• PROBLEM REQUIREMENTS
Copy out word for word the stretch of the material from the line containing "to the sailboat" through the line containing "pixel 350 310", both of those lines included.

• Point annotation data
= = = =
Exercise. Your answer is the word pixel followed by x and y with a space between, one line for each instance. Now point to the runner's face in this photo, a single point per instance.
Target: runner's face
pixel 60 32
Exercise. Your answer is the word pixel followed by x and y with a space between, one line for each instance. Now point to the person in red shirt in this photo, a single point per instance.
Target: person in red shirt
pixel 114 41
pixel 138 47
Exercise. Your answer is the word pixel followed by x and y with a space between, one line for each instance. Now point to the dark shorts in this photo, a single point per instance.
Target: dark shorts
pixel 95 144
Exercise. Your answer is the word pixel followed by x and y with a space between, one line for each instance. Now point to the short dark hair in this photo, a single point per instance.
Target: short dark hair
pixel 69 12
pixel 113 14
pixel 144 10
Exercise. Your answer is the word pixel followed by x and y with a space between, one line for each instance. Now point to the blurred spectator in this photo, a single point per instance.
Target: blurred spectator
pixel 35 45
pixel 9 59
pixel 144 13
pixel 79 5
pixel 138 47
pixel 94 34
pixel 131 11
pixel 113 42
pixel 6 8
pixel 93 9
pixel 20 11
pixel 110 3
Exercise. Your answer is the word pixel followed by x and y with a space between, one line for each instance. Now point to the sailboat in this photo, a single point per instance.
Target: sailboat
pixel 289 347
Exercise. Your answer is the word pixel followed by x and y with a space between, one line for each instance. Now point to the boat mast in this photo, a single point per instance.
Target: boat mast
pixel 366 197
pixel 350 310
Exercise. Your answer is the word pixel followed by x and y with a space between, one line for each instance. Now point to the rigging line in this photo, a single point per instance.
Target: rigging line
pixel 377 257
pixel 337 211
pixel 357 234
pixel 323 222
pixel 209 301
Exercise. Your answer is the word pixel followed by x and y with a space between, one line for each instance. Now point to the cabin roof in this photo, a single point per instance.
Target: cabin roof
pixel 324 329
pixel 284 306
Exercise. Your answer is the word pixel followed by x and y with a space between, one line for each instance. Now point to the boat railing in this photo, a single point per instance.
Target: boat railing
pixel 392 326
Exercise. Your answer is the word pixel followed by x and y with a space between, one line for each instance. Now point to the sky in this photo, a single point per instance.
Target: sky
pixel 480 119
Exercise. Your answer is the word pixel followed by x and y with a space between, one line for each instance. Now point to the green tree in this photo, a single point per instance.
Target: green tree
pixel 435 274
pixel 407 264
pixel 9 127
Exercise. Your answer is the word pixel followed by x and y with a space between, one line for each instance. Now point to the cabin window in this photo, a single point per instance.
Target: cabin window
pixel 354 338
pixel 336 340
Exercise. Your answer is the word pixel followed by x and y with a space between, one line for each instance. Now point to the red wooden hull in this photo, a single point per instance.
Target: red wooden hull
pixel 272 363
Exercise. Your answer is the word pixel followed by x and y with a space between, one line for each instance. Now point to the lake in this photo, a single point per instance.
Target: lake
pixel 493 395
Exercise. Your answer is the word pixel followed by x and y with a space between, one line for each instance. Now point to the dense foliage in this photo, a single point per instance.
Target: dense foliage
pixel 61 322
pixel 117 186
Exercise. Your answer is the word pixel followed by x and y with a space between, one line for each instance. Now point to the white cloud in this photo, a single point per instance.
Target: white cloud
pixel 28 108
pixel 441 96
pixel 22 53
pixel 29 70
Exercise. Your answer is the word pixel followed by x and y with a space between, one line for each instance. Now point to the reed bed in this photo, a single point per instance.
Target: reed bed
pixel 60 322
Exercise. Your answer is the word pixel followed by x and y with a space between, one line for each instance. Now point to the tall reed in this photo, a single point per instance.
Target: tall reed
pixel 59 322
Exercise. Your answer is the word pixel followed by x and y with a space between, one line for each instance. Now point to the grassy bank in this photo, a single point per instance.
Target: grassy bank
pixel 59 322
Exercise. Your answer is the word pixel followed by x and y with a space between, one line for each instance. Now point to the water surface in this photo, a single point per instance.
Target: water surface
= = = =
• THE RESULT
Exercise. Your answer is the word pixel followed by x and y with a space between, one line for each instance. Now point to the sailboat in this photo, a single point per instance.
Target: sailboat
pixel 289 347
Exercise. Your answer is the word pixel followed by x and y with a space between, one line for each instance. Now point to the boat mast in this photo, a single point per instance.
Target: boat mast
pixel 366 197
pixel 350 310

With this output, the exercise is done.